┌─ Text section

IGCSE vs GCSE: What's the Difference? (updated)

in General September 1, 2020

One of the most common questions we get asked by students is what is the difference between IGCSE and GCSE. This article will take a look at both qualifications and the positives and negatives of each.

Let’s start with the GCSE. The GCSE is traditionally studied in UK schools over two years. Some schools will allow students to complete it in one year but this is rare. You can sit GCSE exams only in June and resits can be taken in November of each year. The GCSE is very linear and cannot be enrolled upon at anytime of the year due to the fact that coursework must be submitted throughout the year. 

The IGCSE was introduced 30 years ago by Cambridge Assessment International Education. IGCSEs were created to give students overseas access to a qualification of the same standard as GCSE. Since then other UK awarding bodies, such as Edexcel, have joined suit and offer a range of subjects at IGCSE.

└─
┌─ Dataset excerpt

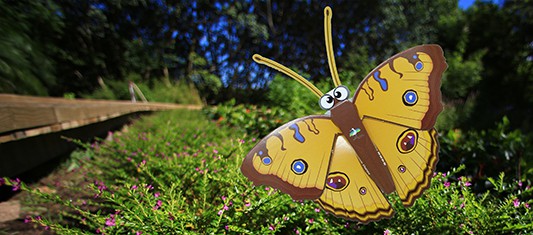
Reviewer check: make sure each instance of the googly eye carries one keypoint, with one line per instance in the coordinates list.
(326, 102)
(341, 93)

└─

### Short exercise A
Print the stretch of the IGCSE and GCSE article that opens with the words containing "The IGCSE was" and closes with "subjects at IGCSE.".
### Short exercise B
Decide whether each statement agrees with the IGCSE and GCSE article, answering yes or no and quoting the deciding words from it: (i) GCSE resits can be taken in November. (ii) The IGCSE was introduced 20 years ago. (iii) Edexcel offers subjects at IGCSE.
### Short exercise C
Write the next part of the IGCSE and GCSE article, picking up after its final sentence.
The data has no connection to the article comparing IGCSE and GCSE.

### Final result A
The IGCSE was introduced 30 years ago by Cambridge Assessment International Education. IGCSEs were created to give students overseas access to a qualification of the same standard as GCSE. Since then other UK awarding bodies, such as Edexcel, have joined suit and offer a range of subjects at IGCSE.

### Final result B
(i) Yes: "resits can be taken in November of each year"
(ii) No: "The IGCSE was introduced 30 years ago"
(iii) Yes: "other UK awarding bodies, such as Edexcel, have joined suit and offer a range of subjects at IGCSE"

### Final result C
IGCSE have become very popular with distance learning students at both home and abroad. GCSEs have historically included coursework, which always proved problematic for students studying remotely, so having access to a qualification, which on the whole removed this barrier, was very popular.

Apart from that there is no real difference these days. There is a lot of overlap in the syllabuses, both qualifications are the same level, and they are treated as equivalent to one another by all colleges, universities and employers.